TRABALHO PROPOSTO:
a: De acordo com o texto sobre o referendo constitucional na Tunísia, que parcela do país foi às urnas?
b: Estenda o texto sobre o referendo constitucional na Tunísia, começando logo após a última frase apresentada.

---- TRECHO DA PÁGINA

Com comparecimento apático, a Tunísia aprovou nesta segunda-feira (25) uma reforma constitucional que concentra ainda mais o poder nas mãos do presidente, Kais Saied.

Segundo as autoridades eleitorais, 94,6% da população votou no "sim". Esse resultado preliminar é positivo para o governo, só que é também azedado por um sinal de protesto: apenas 27% do país foi às urnas. A baixa participação indica o desinteresse e o boicote dos tunisianos, que preferiram ir à praia no feriado do Dia da República e lotaram a costa mediterrânea. Como comparação, nas eleições legislativas de 2014, 62% da população votou; a participação no pleito legislativo de 2019 foi de 41%.

O fato de que apenas um quarto dos eleitores foi às urnas significa que, do ponto de vista legal, há dúbia legitimidade para uma alteração tão drástica em como o país funciona. A nova Constituição muda o sistema político tunisiano, afinal. O país deixa de seguir o modelo parlamentar misto atual —ou seja, com um presidente e um premiê— e adota um modelo presidencial.

O presidente Kais Saied celebra com apoiadores em Túnis a aprovação da proposta de nova Constituição
O presidente Kais Saied celebra com apoiadores em Túnis a aprovação da proposta de nova Constituição - Anis Mili/AFP

Saeid poderá governar por decreto até que o país eleja um novo Parlamento, algo previsto para ocorrer em dezembro. Ele terá poder sobre os congressistas e escolherá, inclusive, o primeiro-ministro. Soma-se a isso o fato de que, há dois meses, o presidente tomou para si a prerrogativa de demitir juízes. Na prática, ele vai reunindo os poderes Executivo, Legislativo e Judiciário no posto.

"Não reconhecemos o resultado", diz a parlamentar Sayida Ounissi, do partido islamita de oposição Ennahda. Ela defende que o processo foi irregular, inclusive porque Saied nomeou membros do comitê eleitoral e controlou a cobertura da imprensa. "A nova Constituição dá superpoderes ao presidente, sem ninguém para controlá-lo. É uma ameaça aos nossos direitos civis."

--------
---- LISTAGEM EXIBIDA

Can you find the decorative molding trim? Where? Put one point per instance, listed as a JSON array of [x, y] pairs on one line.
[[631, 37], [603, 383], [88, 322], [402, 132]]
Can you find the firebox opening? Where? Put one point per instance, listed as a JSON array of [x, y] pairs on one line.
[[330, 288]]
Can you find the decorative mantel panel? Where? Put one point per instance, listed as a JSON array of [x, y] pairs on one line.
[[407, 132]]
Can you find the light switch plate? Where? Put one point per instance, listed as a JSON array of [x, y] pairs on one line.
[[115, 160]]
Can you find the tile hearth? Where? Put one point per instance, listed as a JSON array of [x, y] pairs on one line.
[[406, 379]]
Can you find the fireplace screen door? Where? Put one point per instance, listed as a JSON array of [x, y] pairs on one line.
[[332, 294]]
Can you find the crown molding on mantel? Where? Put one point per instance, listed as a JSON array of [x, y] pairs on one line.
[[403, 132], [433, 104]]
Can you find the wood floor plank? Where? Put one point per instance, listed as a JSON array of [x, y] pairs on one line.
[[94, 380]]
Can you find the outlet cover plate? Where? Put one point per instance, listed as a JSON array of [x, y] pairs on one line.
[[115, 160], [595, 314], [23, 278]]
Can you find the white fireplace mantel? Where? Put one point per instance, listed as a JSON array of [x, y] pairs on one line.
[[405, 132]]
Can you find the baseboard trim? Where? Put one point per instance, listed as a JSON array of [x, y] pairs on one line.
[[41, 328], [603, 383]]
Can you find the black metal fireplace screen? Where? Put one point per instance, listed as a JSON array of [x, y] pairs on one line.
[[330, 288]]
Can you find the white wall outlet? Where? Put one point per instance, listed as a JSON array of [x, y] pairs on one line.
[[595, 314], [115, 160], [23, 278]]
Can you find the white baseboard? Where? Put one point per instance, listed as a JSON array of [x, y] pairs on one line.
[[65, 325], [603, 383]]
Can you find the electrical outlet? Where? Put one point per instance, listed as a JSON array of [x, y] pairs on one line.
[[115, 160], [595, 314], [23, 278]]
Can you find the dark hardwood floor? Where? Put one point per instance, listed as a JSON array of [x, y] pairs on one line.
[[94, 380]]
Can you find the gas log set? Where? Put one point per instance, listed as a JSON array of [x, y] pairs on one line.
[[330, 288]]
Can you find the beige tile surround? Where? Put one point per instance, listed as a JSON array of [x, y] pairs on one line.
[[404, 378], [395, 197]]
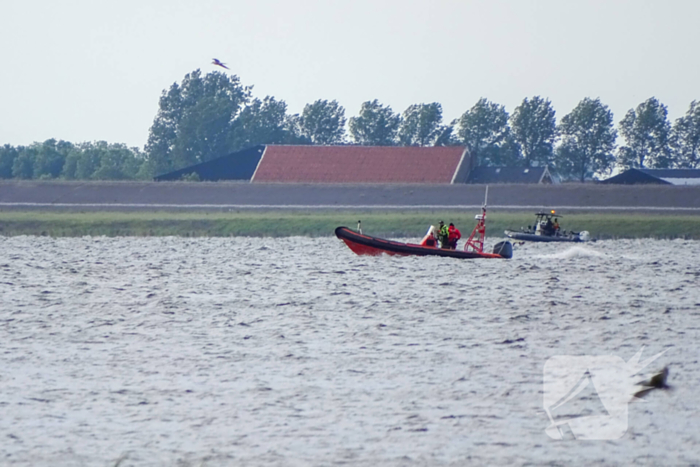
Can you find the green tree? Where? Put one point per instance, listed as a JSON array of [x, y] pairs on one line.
[[50, 157], [534, 128], [484, 131], [261, 122], [83, 161], [646, 130], [195, 120], [588, 141], [323, 122], [117, 162], [685, 138], [23, 166], [421, 125], [8, 154], [376, 125]]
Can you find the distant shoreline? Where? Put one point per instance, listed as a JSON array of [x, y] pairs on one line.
[[403, 223]]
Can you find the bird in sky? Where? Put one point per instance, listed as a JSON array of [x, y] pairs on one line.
[[217, 62], [658, 381]]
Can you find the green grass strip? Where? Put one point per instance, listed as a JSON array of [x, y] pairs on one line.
[[317, 224]]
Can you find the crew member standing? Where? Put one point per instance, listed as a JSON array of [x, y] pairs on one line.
[[453, 235], [443, 235]]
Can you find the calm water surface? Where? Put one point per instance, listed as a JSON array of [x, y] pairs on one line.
[[173, 351]]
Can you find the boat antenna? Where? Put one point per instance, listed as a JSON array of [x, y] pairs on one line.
[[476, 239]]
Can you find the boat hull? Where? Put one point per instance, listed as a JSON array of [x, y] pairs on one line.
[[530, 237], [373, 246]]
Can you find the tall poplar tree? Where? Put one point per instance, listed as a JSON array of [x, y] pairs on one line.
[[534, 128], [685, 138], [484, 131], [421, 125], [588, 141], [376, 125], [646, 130]]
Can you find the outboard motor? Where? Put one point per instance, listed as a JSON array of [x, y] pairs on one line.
[[504, 249]]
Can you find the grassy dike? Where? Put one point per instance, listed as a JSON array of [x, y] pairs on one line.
[[392, 223]]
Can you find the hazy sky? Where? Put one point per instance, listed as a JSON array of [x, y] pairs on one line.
[[87, 70]]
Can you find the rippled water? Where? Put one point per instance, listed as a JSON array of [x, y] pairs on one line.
[[211, 351]]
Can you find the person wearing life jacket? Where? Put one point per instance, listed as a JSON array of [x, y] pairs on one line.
[[443, 235], [453, 235]]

--------

RESPOSTAS DAS TAREFAS:
a: Apenas 27% do país foi às urnas.

b:
A consulta tem sido seguida de perto por observadores internacionais, e Ned Price, porta-voz do Departamento de Estado americano, expressou preocupação quanto à concentração de poderes na Presidência, que "pode comprometer a proteção dos direitos humanos". Price mencionou também o limitado diálogo e a pouca transparência durante a redação da nova Constituição.

O receio expressado dentro e fora da Tunísia é de que essa nação de fala árabe esteja regressando ao autoritarismo que tinha abandonado há mais de dez anos. Em outras palavras, é um passo atrás, dado justamente pelo país que primeiro acendeu a onda de protestos mais tarde conhecida como Primavera Árabe.

Manifestações populares derrubaram em 2011 o ditador Zine El Abidine Ben Ali, que estava no poder havia mais de duas décadas, desencadeando protestos que derrubaram também os governos do Egito, da Líbia e do Iêmen —esses três países, porém, foram rapidamente tragados de volta a sistemas instáveis. Na Síria, os atos foram reprimidos com tamanha violência pelo ditador Bashar al-Assad que o país entrou numa guerra civil até hoje insolúvel.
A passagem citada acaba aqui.